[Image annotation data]

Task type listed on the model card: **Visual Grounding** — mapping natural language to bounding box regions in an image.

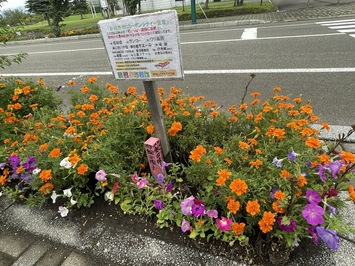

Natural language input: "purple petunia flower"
[216,216,232,232]
[317,164,327,182]
[306,189,322,204]
[180,196,195,215]
[154,200,164,210]
[307,226,319,246]
[95,170,107,182]
[9,155,20,172]
[23,156,38,171]
[316,226,339,250]
[287,149,299,162]
[302,204,324,225]
[156,174,164,184]
[191,204,205,217]
[272,157,283,168]
[325,161,343,178]
[206,210,218,219]
[277,217,297,233]
[161,161,170,172]
[0,163,6,170]
[181,219,190,233]
[137,178,147,189]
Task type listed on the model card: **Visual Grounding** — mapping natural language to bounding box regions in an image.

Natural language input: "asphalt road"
[0,17,355,125]
[271,0,354,11]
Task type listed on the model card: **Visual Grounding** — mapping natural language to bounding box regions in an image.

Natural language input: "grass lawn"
[18,0,275,37]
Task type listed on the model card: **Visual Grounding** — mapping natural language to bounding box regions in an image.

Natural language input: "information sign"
[99,10,184,80]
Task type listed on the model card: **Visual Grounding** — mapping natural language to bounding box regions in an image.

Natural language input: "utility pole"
[191,0,196,24]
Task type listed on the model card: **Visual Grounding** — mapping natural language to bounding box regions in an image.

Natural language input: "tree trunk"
[205,0,210,9]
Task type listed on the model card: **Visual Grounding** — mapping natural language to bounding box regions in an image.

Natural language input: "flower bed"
[0,77,355,261]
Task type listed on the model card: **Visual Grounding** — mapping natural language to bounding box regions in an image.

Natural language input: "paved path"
[0,3,355,266]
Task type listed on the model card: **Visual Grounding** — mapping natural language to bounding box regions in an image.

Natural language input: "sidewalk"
[0,3,355,266]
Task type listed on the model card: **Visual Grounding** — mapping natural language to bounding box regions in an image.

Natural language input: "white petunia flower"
[58,206,69,217]
[70,198,77,206]
[51,190,58,203]
[63,188,73,198]
[32,168,41,175]
[59,157,72,169]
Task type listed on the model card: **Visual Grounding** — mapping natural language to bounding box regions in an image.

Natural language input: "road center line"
[240,28,258,40]
[0,67,355,77]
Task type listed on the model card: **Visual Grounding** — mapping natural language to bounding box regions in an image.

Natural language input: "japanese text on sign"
[99,10,183,80]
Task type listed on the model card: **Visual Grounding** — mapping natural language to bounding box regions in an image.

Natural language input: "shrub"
[0,78,355,264]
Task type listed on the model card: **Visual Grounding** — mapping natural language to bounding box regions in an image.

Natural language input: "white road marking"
[240,28,258,40]
[0,67,355,77]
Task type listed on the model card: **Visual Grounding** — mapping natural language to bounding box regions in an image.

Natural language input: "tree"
[71,0,89,19]
[234,0,244,6]
[26,0,51,26]
[49,0,70,37]
[205,0,210,9]
[124,0,140,15]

- **Set task**
Return every line of the records that contains the string "sign". Case counts, so match capital and lowercase letters as given.

- **Worked solution**
Natural language input: "information sign"
Natural language input: "japanese text on sign"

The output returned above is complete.